-- TASK MATERIAL start --

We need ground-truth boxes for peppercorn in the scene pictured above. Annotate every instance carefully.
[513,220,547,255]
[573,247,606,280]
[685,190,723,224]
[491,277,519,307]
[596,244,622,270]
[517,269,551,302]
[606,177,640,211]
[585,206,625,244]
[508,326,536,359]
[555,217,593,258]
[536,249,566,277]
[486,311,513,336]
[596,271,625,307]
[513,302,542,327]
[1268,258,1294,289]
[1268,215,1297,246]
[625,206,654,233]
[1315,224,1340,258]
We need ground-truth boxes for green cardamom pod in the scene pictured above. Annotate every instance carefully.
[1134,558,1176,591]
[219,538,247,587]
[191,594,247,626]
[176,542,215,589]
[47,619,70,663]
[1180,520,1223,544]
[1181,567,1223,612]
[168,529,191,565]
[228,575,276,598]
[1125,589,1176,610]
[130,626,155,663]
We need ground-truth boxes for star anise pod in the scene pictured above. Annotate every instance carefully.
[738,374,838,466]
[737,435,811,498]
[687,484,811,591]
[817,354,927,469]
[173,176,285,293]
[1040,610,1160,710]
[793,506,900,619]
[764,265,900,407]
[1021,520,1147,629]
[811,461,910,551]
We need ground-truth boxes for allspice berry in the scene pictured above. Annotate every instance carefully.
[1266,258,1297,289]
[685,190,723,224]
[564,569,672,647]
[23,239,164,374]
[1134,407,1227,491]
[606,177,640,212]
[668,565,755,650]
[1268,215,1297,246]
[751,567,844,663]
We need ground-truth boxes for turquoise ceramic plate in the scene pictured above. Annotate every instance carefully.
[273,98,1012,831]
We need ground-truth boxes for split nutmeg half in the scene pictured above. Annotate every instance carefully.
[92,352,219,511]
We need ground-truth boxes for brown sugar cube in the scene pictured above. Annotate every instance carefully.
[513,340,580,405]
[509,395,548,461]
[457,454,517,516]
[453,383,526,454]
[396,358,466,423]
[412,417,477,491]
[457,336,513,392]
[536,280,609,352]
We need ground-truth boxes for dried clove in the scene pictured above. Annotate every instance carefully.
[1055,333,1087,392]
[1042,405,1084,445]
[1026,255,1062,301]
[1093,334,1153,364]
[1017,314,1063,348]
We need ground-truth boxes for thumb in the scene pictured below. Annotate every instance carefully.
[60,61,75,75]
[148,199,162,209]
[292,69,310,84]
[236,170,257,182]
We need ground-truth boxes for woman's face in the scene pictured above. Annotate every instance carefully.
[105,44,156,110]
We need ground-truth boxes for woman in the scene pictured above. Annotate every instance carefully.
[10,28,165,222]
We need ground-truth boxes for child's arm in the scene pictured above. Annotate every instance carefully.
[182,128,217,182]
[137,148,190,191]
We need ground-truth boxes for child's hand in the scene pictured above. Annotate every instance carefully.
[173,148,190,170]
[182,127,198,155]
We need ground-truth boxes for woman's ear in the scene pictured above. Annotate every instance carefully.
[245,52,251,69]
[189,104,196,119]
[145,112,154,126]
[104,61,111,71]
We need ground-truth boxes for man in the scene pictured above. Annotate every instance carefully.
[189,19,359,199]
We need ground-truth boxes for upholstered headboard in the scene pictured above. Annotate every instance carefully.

-- TASK MATERIAL end --

OBJECTIVE: All lines from the one containing "We need ground-truth boxes for child's arm" through the final line of the listing above are to be reproduced exactly; include both and add nothing.

TASK ANSWER:
We need ground-truth boxes for child's arm in the scene pictured above. Annotate every instance carefully.
[182,128,217,182]
[137,148,190,191]
We need ground-truth boxes for child's hand in the scene pictured above. Annotate every instance carefully.
[173,148,190,170]
[182,127,198,155]
We need ground-truth boxes for woman's ear in the scene pictured above. Annotate every instance carefully.
[245,52,251,69]
[189,104,196,119]
[145,112,154,126]
[104,61,111,71]
We need ground-truth boxes for man in the scene pictured above. Annotate every instance carefully.
[189,19,359,199]
We need ground-truth boxes for upholstered headboard in the scene pictured above. Annotate every instance carefully.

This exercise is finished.